Stated task –
Reproduce the F-Stack SYN packet thread word for word, starting at "I tried to implement" and ending at "and port, respectively.".

Selected text –
⁂

F-Stack / f-stack

F-Stack is an user space network development kit with high performance based on DPDK, FreeBSD TCP/IP stack and coroutine API.
http://www.f-stack.org
Other
3.87k stars 898 forks source link

TCP socket - based server fails to receive SYN packets from client #548

Open chenxiang2019 opened 4 years ago

chenxiang2019 commented 4 years ago

Hi all,

I tried to implement a simple TCP server based on the socket-like APIs provided by f-stack. However, the TCP server cannot normally process SYN packets sent by a client.

Here is the detailed information:

1. Testbed

I established the following testbed, which consists of two servers, S1 and S2. S1 and S2 are directly connected. Each server has a two-port 40 Gbps Intel NIC and runs Ubuntu 16.04 system. The two NIC ports are binded to DPDK igb_uio drivers.

S1 (running the client program, 10.0.0.25) <----> S2 (running the server program, 10.0.0.26)

The server uses 10.0.0.26 and 23456 as its IP address and port, respectively.

2. Server

I wrote the following code with respect to the example given by this repository.

#include <stdio.h>
#include <stdlib.h>
#include <strings.h>
#include <sys/types.h>
#include <sys/socket.h>
#include <arpa/inet.h>
#include <errno.h>
#include <assert.h>

#include <sys/socket.h>
#include <netinet/ip.h>
#include <sys/epoll.h>
#include <sys/ioctl.h>

#include "common.h"

#define MAX_EVENTS 1024

/* kevent set */
struct kevent kevSet;
/* events */
struct kevent events[MAX_EVENTS];
/* kq */
int kq;
int sockfd;

char html[] = "HTTP/1.1 200 OK\r\n";

int create_socket_server()
{
    struct sockaddr_in server;

    int socket_desc = ff_socket(AF_INET, SOCK_STREAM, 0);
    if (socket_desc == -1) {
        perror("Error: ff_socket failed.\n");
        exit(1);
    }

    server.sin_family = AF_INET;
    server.sin_addr.s_addr = inet_addr("10.0.0.26");//INADDR_ANY;
    server.sin_port = htons( 23456 );

    if (ff_bind(socket_desc, (const struct linux_sockaddr *)&server, sizeof(server)) < 0) {
        perror("Error: ff_bind failed.\n");
        exit(1);
    }

    return socket_desc;
}

int server_loop(void *arg)

⁂

Data –

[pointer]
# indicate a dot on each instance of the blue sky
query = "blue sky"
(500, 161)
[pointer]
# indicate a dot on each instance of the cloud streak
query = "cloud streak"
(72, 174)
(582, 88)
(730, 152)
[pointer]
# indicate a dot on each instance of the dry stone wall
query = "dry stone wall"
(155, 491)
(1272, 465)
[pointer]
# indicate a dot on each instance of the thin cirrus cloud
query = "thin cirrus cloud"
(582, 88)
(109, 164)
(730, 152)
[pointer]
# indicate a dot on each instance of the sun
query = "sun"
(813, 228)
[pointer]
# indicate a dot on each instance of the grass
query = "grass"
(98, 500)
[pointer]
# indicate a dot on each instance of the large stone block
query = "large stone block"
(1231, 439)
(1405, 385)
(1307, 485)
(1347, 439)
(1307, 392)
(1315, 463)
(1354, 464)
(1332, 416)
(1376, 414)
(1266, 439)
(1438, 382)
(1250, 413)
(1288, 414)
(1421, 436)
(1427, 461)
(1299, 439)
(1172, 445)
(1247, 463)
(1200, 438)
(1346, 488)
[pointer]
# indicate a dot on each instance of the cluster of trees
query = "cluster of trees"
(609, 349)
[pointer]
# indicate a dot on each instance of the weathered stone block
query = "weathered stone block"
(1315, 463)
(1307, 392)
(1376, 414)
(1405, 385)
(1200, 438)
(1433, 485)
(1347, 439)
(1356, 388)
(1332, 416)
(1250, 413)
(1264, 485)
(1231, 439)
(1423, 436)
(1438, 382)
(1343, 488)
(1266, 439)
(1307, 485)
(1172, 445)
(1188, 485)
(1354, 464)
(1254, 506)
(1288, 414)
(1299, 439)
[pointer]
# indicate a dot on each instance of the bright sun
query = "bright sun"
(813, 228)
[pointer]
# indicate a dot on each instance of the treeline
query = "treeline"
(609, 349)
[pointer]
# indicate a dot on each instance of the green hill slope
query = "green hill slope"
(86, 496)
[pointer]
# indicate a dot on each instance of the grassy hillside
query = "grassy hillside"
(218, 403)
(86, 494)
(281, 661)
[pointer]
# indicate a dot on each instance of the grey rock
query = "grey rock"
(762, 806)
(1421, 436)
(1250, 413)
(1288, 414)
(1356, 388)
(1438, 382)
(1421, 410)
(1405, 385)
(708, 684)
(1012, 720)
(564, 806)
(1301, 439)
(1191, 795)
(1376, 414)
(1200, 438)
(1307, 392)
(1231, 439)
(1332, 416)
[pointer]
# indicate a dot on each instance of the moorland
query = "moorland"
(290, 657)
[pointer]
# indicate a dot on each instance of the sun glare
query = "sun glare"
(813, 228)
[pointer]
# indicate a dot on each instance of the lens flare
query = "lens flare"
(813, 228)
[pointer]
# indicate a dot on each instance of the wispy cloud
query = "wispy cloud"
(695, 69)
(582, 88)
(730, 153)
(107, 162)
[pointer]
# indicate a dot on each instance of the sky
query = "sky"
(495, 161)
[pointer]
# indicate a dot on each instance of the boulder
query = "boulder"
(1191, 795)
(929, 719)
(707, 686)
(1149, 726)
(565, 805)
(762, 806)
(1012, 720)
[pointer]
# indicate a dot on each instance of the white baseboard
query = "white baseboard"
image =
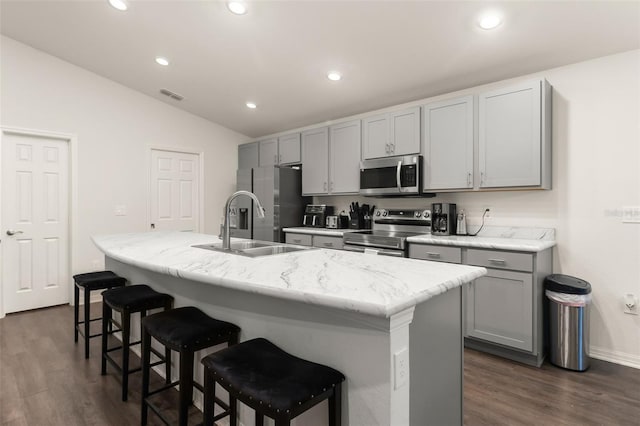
(621, 358)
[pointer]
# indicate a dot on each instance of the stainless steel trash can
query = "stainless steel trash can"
(569, 300)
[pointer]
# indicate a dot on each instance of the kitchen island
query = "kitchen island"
(393, 326)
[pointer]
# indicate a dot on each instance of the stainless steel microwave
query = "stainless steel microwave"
(392, 176)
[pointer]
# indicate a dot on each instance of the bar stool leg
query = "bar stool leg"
(146, 361)
(167, 351)
(186, 386)
(210, 392)
(335, 406)
(76, 309)
(126, 334)
(87, 322)
(233, 411)
(106, 318)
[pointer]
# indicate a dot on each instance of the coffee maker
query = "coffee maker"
(315, 215)
(443, 219)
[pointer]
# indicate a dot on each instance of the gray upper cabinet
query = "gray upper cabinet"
(448, 144)
(390, 134)
(268, 152)
(315, 161)
(248, 155)
(514, 136)
(289, 149)
(344, 157)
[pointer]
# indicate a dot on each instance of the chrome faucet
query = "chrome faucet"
(226, 237)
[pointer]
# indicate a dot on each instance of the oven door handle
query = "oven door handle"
(378, 245)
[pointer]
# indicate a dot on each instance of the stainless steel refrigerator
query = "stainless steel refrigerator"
(279, 190)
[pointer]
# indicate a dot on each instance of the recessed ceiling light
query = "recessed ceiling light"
(334, 76)
(489, 21)
(237, 7)
(119, 4)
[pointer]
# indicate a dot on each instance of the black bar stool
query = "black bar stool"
(185, 330)
(271, 381)
(129, 300)
(88, 282)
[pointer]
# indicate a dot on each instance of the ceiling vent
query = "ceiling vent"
(171, 94)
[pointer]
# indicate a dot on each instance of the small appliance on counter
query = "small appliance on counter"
(340, 221)
(315, 215)
(443, 219)
(461, 225)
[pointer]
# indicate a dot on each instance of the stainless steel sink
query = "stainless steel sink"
(252, 248)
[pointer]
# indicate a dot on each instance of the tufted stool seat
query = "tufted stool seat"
(89, 282)
(185, 330)
(271, 381)
(129, 300)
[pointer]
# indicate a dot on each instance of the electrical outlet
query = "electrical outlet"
(630, 304)
(401, 368)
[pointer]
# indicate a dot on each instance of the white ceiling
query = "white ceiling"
(278, 54)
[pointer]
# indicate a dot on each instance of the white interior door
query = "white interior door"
(35, 221)
(175, 189)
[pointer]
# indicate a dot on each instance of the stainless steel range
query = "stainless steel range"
(389, 232)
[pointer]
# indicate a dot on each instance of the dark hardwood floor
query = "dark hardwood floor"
(45, 380)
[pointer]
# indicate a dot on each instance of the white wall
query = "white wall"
(114, 127)
(596, 171)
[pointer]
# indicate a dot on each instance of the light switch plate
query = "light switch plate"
(120, 210)
(631, 214)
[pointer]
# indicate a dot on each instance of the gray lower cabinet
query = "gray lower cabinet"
(299, 239)
(320, 241)
(499, 309)
(504, 309)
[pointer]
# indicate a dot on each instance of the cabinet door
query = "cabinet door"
(344, 158)
(500, 309)
(375, 137)
(404, 127)
(289, 149)
(315, 161)
(248, 156)
(448, 144)
(510, 136)
(268, 152)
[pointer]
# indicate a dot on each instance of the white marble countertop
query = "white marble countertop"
(499, 238)
(370, 284)
(319, 231)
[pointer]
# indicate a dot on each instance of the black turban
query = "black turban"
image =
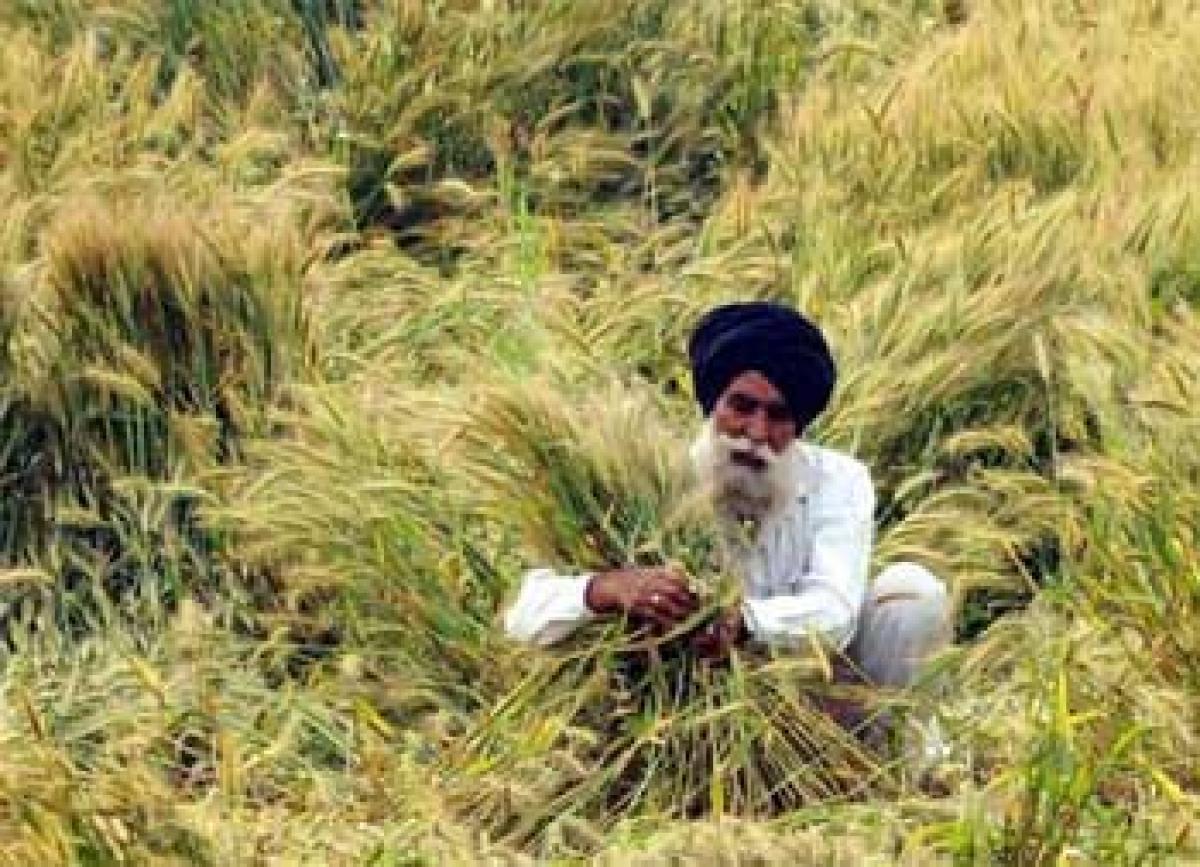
(768, 338)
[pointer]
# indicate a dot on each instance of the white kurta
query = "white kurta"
(807, 576)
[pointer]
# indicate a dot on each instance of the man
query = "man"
(795, 516)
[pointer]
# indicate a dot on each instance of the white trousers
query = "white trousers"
(905, 619)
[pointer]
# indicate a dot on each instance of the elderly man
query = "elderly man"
(762, 374)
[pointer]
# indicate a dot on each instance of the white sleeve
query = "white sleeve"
(549, 608)
(829, 596)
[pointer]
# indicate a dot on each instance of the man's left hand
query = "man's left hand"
(720, 637)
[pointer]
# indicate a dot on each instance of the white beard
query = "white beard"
(742, 494)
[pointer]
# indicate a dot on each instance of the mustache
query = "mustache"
(743, 450)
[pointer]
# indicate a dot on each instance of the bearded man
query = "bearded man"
(762, 372)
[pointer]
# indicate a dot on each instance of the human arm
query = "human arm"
(550, 607)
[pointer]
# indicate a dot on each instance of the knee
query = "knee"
(911, 580)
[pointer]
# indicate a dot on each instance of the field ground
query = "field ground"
(321, 320)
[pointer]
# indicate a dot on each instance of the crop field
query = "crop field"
(322, 321)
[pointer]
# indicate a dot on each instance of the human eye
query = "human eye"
(742, 404)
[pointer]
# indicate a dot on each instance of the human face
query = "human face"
(753, 408)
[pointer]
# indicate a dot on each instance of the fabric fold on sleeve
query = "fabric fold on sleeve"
(549, 608)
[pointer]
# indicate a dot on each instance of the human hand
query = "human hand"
(719, 638)
(659, 595)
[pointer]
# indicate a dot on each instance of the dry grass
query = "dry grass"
(319, 322)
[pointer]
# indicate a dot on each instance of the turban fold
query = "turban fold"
(768, 338)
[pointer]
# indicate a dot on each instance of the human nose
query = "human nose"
(756, 426)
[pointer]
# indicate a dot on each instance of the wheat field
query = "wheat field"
(321, 321)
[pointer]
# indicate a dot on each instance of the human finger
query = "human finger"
(679, 592)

⁂

Reply –
I tried to implement a simple TCP server based on the socket-like APIs provided by f-stack. However, the TCP server cannot normally process SYN packets sent by a client.

Here is the detailed information:

1. Testbed

I established the following testbed, which consists of two servers, S1 and S2. S1 and S2 are directly connected. Each server has a two-port 40 Gbps Intel NIC and runs Ubuntu 16.04 system. The two NIC ports are binded to DPDK igb_uio drivers.

S1 (running the client program, 10.0.0.25) <----> S2 (running the server program, 10.0.0.26)

The server uses 10.0.0.26 and 23456 as its IP address and port, respectively.